Brief:
Please repeat the listing below word for word, leaving out nothing.

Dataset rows
::::::::

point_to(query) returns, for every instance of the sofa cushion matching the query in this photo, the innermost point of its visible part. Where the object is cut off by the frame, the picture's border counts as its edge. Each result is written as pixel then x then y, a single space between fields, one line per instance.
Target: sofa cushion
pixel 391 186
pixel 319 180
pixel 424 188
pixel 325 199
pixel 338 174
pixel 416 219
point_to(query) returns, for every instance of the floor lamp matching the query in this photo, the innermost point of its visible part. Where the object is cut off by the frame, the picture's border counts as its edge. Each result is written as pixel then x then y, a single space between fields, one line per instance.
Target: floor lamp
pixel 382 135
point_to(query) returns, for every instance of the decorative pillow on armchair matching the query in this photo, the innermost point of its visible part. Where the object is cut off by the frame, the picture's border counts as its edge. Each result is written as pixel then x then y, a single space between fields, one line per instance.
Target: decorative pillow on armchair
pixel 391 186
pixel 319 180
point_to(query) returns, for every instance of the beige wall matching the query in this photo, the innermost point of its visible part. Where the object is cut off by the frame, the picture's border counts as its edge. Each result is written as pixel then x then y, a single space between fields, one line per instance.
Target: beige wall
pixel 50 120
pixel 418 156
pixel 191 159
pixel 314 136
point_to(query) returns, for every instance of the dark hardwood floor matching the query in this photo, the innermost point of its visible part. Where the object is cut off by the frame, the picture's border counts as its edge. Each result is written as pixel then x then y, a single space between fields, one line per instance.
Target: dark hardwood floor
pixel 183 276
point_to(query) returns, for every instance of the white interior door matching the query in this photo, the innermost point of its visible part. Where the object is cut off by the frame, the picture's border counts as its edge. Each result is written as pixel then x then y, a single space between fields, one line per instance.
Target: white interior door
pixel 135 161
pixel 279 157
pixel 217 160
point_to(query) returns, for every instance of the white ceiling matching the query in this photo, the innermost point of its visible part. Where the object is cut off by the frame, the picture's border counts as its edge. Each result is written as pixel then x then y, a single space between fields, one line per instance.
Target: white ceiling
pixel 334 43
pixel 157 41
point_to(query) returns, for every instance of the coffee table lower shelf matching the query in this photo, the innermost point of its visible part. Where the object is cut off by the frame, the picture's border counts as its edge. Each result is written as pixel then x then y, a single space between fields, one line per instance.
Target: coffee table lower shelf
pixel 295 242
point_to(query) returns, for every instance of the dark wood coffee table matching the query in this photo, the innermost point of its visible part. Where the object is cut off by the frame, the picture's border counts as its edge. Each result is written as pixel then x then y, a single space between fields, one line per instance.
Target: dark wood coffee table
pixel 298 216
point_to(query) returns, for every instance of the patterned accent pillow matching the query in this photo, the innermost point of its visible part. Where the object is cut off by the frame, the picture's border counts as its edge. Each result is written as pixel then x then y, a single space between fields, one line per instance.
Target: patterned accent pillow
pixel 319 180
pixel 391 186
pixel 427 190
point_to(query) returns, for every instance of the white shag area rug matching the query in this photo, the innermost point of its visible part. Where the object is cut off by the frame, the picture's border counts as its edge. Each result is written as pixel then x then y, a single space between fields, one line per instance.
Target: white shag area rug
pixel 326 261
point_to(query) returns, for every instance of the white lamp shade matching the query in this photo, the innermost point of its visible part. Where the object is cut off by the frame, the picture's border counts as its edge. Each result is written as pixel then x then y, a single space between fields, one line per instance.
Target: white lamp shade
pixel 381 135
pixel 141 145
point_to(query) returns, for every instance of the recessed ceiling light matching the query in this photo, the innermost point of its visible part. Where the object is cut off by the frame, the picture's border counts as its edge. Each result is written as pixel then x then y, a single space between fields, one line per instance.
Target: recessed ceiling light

::::::::

Output for this exercise:
point_to(query) returns, for every instance of the sofa cushion matching the query in this photo, the innermost point of its visible part. Where the object is cut off by the frame, the picture's border counts as its edge. Each result is written as pixel then x then y, a single space between fields, one line per instance.
Target: sofa cushion
pixel 391 186
pixel 319 180
pixel 424 188
pixel 325 199
pixel 338 174
pixel 416 219
point_to(query) returns, for every instance of the floor lamp matching the query in this photo, the innermost point of its visible part. Where the object is cut off by the frame, the picture's border counts as its edge. Each result is written as pixel then x then y, a single space between fields, one line per instance.
Target: floor lamp
pixel 382 135
point_to(query) returns, for every instance of the decorative pillow on armchair matching the query in this photo, the innermost point of its visible part. Where the object is cut off by the frame, the picture's border counts as its edge. Each result is written as pixel then x then y, a single space between fields, one line per instance.
Target: decorative pillow on armchair
pixel 391 186
pixel 319 180
point_to(query) returns, for every instance of the beige wall matching the query in this photo, the innermost point of its visible part. Where the object is cut off by the frame, the picture's border counts as its edge. Each result is written as pixel then x then y, a single space between fields, one line per instance.
Target: beige wall
pixel 50 120
pixel 418 156
pixel 191 159
pixel 314 136
point_to(query) returns, for every instance of the dark hardwood floor matching the query in this photo, the innermost point of its visible part. Where the object is cut off by the frame, the picture's border counts as its edge. Each result is written as pixel then x then y, a single space between fields, one line per instance.
Target: dark hardwood floor
pixel 183 276
point_to(query) returns, for every instance of the white interior door matching the query in this photo, the innermost point of its visible part. Where the object is cut off by the frame, the picture's border counts as its edge. Each result is written as pixel then x then y, a single space between fields, one line per instance.
Target: white interior door
pixel 135 161
pixel 279 157
pixel 217 160
point_to(query) returns, for every instance of the white ceiling matching the query in this photo, the innermost point of its visible part. Where the object is cut off by the frame, the picture's border counts as its edge. Each result is written as pixel then x then y, a single space between fields, one line per instance.
Target: white ceiling
pixel 334 43
pixel 157 41
point_to(query) returns, for every instance of the coffee table lower shelf matching the query in this photo, the innermost point of its visible part. Where the object is cut off by the frame, the picture's border counts as its edge. Each result is written as pixel then x then y, a single space between fields, one line per instance.
Target: coffee table lower shelf
pixel 295 242
point_to(query) returns, for every instance of the dark wood coffee table matching the query in this photo, the innermost point of its visible part. Where the object is cut off by the frame, the picture's border counts as its edge. Each result is written as pixel then x then y, a single space between fields, one line per instance.
Target: dark wood coffee table
pixel 298 216
point_to(query) returns, for every instance of the patterned accent pillow matching the query in this photo, the innermost point of its visible part. Where the object is cut off by the frame, the picture's border counts as its edge. Each result is written as pixel then x then y, a single space between fields, one line per instance.
Target: patterned accent pillow
pixel 319 180
pixel 391 186
pixel 427 190
point_to(query) returns, for every instance of the white shag area rug matching the query in this photo, the innermost point of its visible part. Where the object is cut off by the frame, the picture's border counts as its edge. Each result is written as pixel then x then y, a single space between fields, one line per instance.
Target: white shag area rug
pixel 326 261
point_to(query) returns, for every instance of the white lamp shade matching the query in this photo, the innermost point of its visible part. Where the object is cut off by the frame, the picture's border counts as its edge. Each result is written as pixel then x then y, a single space between fields, one line per instance.
Target: white lamp shade
pixel 381 135
pixel 141 145
point_to(query) returns, for every instance of the recessed ceiling light matching the query in this photo, the innermost point of its visible part. Where the object is cut off by the frame, the picture's border counts as its edge. Each result is written as pixel then x then y, a single space between fields, one line per instance.
Target: recessed ceiling light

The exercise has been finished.